- [Exercise task 1]:
Below the text come some rows. Copy those rows word for word, starting with the line containing "Could you please point out the glass panel" and going through to the end of the rows, and include both ends. Leave the pictures out.

- [Selected excerpt]:
★ ★ ★ ★

Power overwhelming!

I just had my first real try at ruling a larp.

It was a big, scary challenge to portray authority and be responsible for the experiences of everyone else, even if just in part. I’ve gathered some of the things that I learned worked well for me, so you can be inspired for when you are the one wearing the biggest hat.

I was asked to take the part of Second at Coven. This meant being being one of the three people in charge of a coven of emotionally unstable teenage witches with colossal cosmic powers . The game can best be described as a sandbox with the transsiberian railroad going straight through it. And being one of the engineers trying to drive through a sandstorm of drama, spells and feels.

The game was nordic larp, but with a lot of meta-rules and fictional lore to keep track of as well as a packed schedule of planned events that required a lot of going offgame to sort things out. This is itself was a huge job, but I’m more fascinated by how things went in regards to keeping charge of and interacting with the rest of the players during runtime.

We were three at the top: The Supreme and her two Seconds. I had the part of “The Authority”, the one who was big on rules and order, doing everything right and creating respect. So I needed to find my biggest presence for when it was necessary, but also find a way not to isolate myself. I did a couple of things, more or less intentionally, that I think really worked well to create respect. But also things to soften up and be some people could, and would want to, play with.

As a “recovering introvert”, someone who has been so agoraphobic as to avoid grocery shopping for fear that the cashier would talk to me (No, I’m not finnish), this was a big challenge and ultimately an even bigger achievement. I’m not sure how much space I naturally take up these days, but I can say that I am not the most experienced at taking centre stage. So this is mostly a list for those of us who need to work with that. Those of you with natural leadership charisma can hopefully learn a trick or two too.

Never walk alone
It is nearly hopeless to try and be in charge on your own. At the very least you need to make sure people know that you are the one in charge before play even starts. Stand up and be heard during the workshop or briefing.

If you possibly can, get more people to be in charge with you. This is especially good if you can have different approaches or styles of authority, so there’s something to respect for everyone. And back eachother up, for fucks sake! I’ve seen too many fractures come in the way of the fun, sometimes even from offgame.

Make sure that the big lump of players really think it’s going to be fun following your lead. It’s no fun if they’re not enjoying it and they’ll ruin your respect in no time.

Get the right tools
For yourself, you need to find a way to channel your inner strength in an immediate and loud way. I’ve found two distinct ways for myself: The deathglare and the doomvoice.
I got the deathglare from Brudpris, I can hate so hard with my eyes that people just cringe down and shut up. It’s pretty handy for handling individuals.
Last Will helped me develop the doomvoice, where I drop my voice a few registers into the bass and shout from the depths of my torso. I can shut up a whole crowd with that one. And crush puny human individuals.
The doomvoice also helped me make my in-fiction tool of magically killing people quite terrifying when I roared the meta words at my victims.
But most important is trusting myself when using them. Your confidence is the thing that determines success.

Go big or go home
As soon as possible you need the other players to see and learn your power. Get their respect early. At Coven we started play with most of the characters arriving as scared and confused juniors, so it was easy to shout them down and get their respect. A small pre-planned demonstration of power during dinner also helped a lot. We managed to establish our authority after that.

★ ★ ★ ★

- [Record excerpts]:
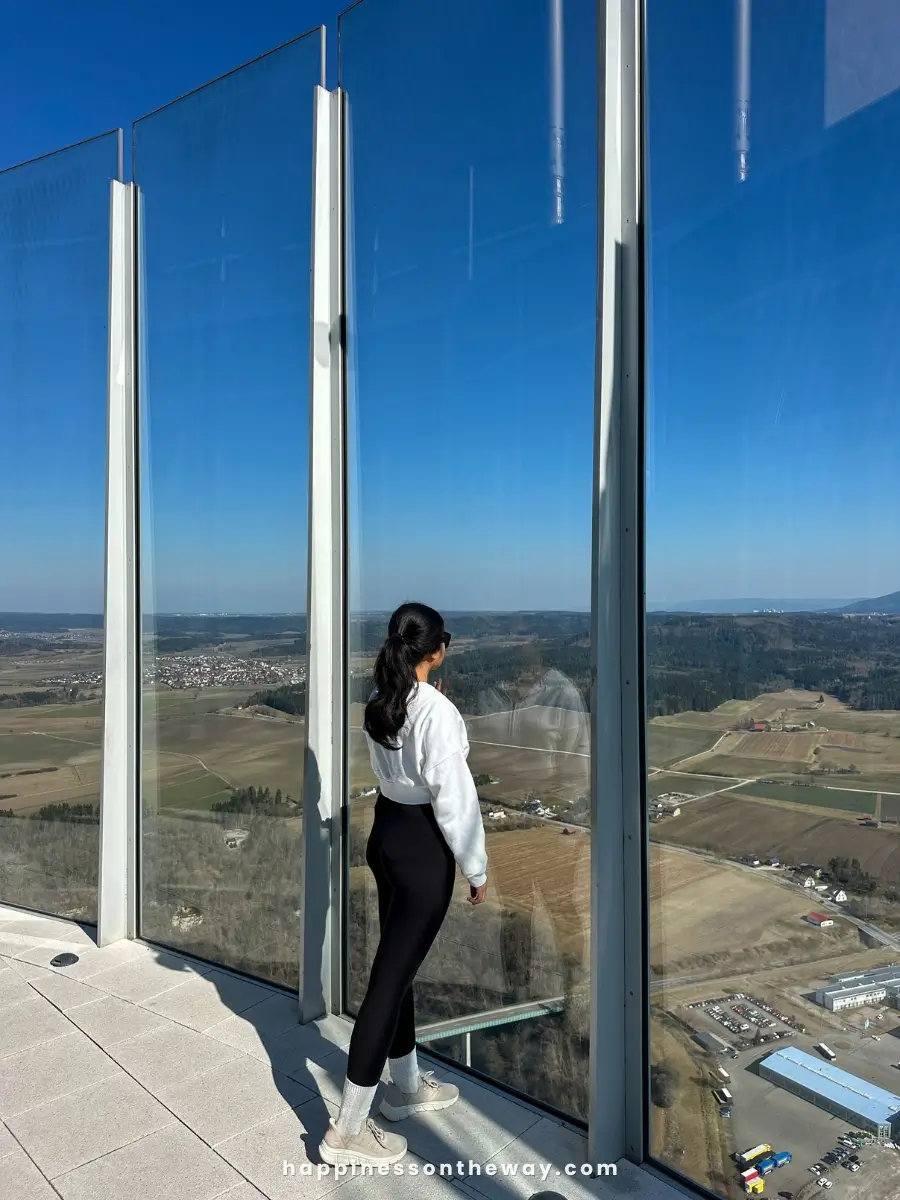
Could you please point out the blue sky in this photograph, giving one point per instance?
(774, 360)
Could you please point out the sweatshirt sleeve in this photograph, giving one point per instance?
(454, 796)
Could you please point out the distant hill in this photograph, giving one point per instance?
(880, 604)
(744, 605)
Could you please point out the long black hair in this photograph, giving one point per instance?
(414, 631)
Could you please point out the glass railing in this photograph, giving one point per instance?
(225, 178)
(473, 169)
(54, 268)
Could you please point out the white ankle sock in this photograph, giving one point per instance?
(355, 1104)
(405, 1072)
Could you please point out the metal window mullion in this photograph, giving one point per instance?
(323, 779)
(118, 814)
(617, 897)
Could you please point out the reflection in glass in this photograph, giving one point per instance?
(54, 269)
(471, 425)
(226, 185)
(772, 573)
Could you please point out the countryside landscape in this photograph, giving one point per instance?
(773, 757)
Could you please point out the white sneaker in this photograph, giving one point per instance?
(430, 1097)
(372, 1145)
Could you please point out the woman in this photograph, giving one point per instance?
(426, 821)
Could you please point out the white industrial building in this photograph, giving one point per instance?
(861, 988)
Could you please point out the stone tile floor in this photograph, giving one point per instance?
(139, 1074)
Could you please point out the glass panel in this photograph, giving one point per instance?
(54, 280)
(772, 575)
(471, 432)
(225, 177)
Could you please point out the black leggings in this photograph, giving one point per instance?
(414, 871)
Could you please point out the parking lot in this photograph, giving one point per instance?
(739, 1019)
(765, 1113)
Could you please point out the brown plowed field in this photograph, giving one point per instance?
(732, 826)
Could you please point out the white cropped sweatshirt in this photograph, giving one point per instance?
(430, 767)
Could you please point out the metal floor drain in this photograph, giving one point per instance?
(64, 960)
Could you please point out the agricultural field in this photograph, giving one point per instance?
(670, 743)
(534, 726)
(49, 755)
(663, 781)
(195, 759)
(802, 793)
(732, 826)
(712, 918)
(535, 750)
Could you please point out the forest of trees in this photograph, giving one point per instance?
(258, 801)
(289, 697)
(700, 661)
(694, 661)
(81, 814)
(33, 699)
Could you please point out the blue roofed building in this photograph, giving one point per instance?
(853, 1099)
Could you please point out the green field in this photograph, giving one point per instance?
(661, 783)
(186, 703)
(667, 744)
(198, 792)
(819, 797)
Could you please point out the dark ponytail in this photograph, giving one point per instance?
(414, 631)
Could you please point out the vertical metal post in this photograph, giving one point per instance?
(557, 112)
(118, 814)
(618, 934)
(321, 954)
(742, 87)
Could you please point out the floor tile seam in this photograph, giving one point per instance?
(47, 1181)
(144, 1089)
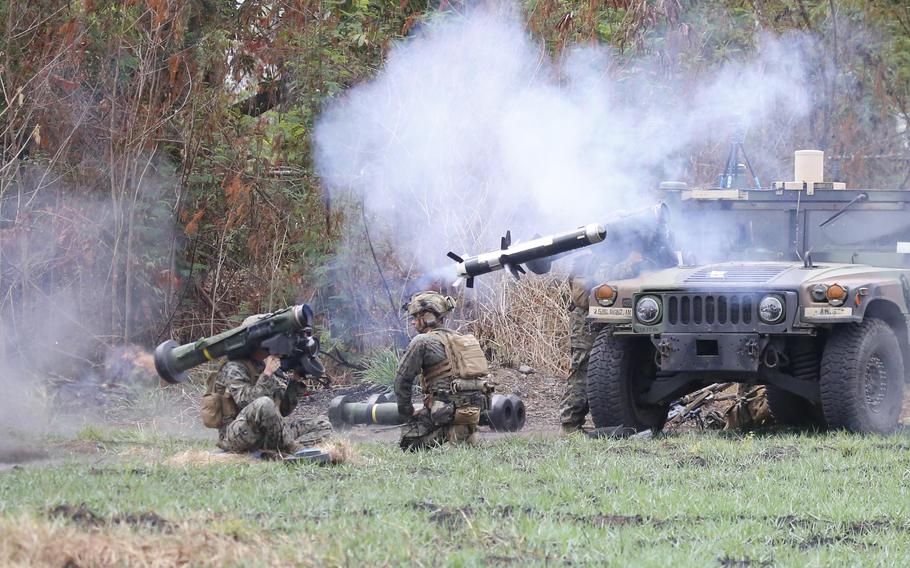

★ ★ ★ ★

- [Exercise task 2]:
According to the larp post, what two ways did the writer find to channel their inner strength?

- [Full output 1]:
Could you please point out the glass panel in this photograph, giving one point per instance?
(54, 280)
(772, 575)
(471, 432)
(225, 177)
Could you please point out the black leggings in this photograph, giving one point per instance?
(414, 871)
Could you please point out the parking lot in this photograph, giving one point per instance?
(739, 1019)
(765, 1113)
Could you please point out the brown plowed field in this photograph, giving one point per instance?
(732, 826)
Could you please point out the white cropped sweatshirt in this photograph, giving one point per instance?
(430, 767)
Could you please point out the metal floor drain in this photograph, giving one point per instance?
(64, 960)
Could you please point out the agricultural field in this photograph, giving one point per instance?
(670, 743)
(534, 726)
(49, 755)
(663, 781)
(195, 759)
(802, 793)
(732, 826)
(712, 918)
(535, 750)
Could you please point out the forest of trees in this photograph, giving one point per instance?
(258, 801)
(289, 697)
(700, 661)
(694, 661)
(81, 814)
(33, 699)
Could you please point out the blue roofed building in this photograph, giving one point per instance?
(853, 1099)
Could you please point out the green field in this photograph, giving one point per instance?
(661, 783)
(186, 703)
(667, 744)
(198, 792)
(819, 797)
Could you please point out the dark ponytail in this photograph, giving one point per instance?
(414, 631)
Could you please point out the vertical metal post in this photograph, giving one point per instance?
(557, 112)
(118, 814)
(618, 934)
(321, 954)
(742, 87)
Could you please point out the floor tile seam in this photograph, giving one point per instance?
(47, 1181)
(144, 1089)

- [Full output 2]:
The deathglare and the doomvoice.